◆ EXERCISE REQUIREMENTS
Retype, word for word, the section of the Olympics diary that begins with the words "The expectation is" and ends with "a breakfast meeting.".

◆ PROVIDED PASSAGE

Day 1…

The expectation is palpable as the Olympics makes the final preparations. As part of my pass I get transport from the hotel to all venues, and it is great to see the drivers having to use a map on thus first day, where they will be fed up of the routes by the end of the month!
I woke to bright sunshine a bit earlier than preferred because Adam, my IOC friend and roommate, had a breakfast meeting.

After breakfast I met up with Adam’s parents and set off to explore the park.
Rather than start in the cars we walked the 15mins to the Olympic Park. The bright sunshine with snow on the mountains made for a pleasant walk round. It was actually warmer than the day I was in London for the summer games!

The stadiums look impressive and the roads, as you would expect for the cost, are good! The only immediate negative is the amount if barriers: everywhere, even once you are in the park. Some of them are to restrict access today because if the Opening Ceremony, but surely not all of them?

◆ EXERCISE DATA

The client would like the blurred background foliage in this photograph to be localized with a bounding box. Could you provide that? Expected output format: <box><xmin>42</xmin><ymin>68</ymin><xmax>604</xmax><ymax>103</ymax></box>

...

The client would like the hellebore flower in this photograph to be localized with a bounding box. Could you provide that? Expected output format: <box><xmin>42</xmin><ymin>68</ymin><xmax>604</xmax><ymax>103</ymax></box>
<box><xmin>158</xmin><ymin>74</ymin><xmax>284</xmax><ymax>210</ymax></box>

* * *

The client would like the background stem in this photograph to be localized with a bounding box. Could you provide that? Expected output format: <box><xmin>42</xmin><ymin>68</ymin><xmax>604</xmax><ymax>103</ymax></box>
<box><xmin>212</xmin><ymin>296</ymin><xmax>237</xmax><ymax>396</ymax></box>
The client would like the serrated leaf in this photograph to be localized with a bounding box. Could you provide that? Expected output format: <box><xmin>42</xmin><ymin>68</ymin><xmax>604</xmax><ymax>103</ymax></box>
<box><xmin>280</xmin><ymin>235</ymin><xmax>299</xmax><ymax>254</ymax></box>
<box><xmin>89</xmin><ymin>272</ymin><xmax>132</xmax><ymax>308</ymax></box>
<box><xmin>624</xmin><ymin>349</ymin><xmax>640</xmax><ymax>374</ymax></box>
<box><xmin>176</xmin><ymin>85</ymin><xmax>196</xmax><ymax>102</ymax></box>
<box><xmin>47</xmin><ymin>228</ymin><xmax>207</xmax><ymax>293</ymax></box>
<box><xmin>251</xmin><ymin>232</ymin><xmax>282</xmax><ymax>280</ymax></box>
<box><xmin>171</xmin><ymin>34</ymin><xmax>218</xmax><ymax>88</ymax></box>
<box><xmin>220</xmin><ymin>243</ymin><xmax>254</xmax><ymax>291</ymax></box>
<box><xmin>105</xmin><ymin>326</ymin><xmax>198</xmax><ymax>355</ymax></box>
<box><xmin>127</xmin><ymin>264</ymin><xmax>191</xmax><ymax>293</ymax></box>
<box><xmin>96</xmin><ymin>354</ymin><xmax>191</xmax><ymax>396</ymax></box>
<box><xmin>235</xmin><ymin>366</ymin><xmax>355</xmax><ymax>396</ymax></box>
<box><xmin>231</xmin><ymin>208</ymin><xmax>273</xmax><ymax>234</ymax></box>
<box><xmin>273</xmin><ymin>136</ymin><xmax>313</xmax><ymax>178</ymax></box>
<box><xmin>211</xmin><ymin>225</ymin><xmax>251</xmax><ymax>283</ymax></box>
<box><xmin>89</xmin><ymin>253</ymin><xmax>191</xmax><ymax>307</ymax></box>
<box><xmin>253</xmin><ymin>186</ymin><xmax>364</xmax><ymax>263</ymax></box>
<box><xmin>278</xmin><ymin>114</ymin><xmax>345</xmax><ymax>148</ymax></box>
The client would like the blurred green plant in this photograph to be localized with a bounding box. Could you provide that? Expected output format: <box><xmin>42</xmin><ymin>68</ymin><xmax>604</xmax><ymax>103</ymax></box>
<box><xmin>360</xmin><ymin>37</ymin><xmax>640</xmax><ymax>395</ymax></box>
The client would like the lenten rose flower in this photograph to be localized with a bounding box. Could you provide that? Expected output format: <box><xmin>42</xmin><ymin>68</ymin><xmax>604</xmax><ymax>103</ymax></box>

◆ RESPONSE FOR THIS EXERCISE
The expectation is palpable as the Olympics makes the final preparations. As part of my pass I get transport from the hotel to all venues, and it is great to see the drivers having to use a map on thus first day, where they will be fed up of the routes by the end of the month!
I woke to bright sunshine a bit earlier than preferred because Adam, my IOC friend and roommate, had a breakfast meeting.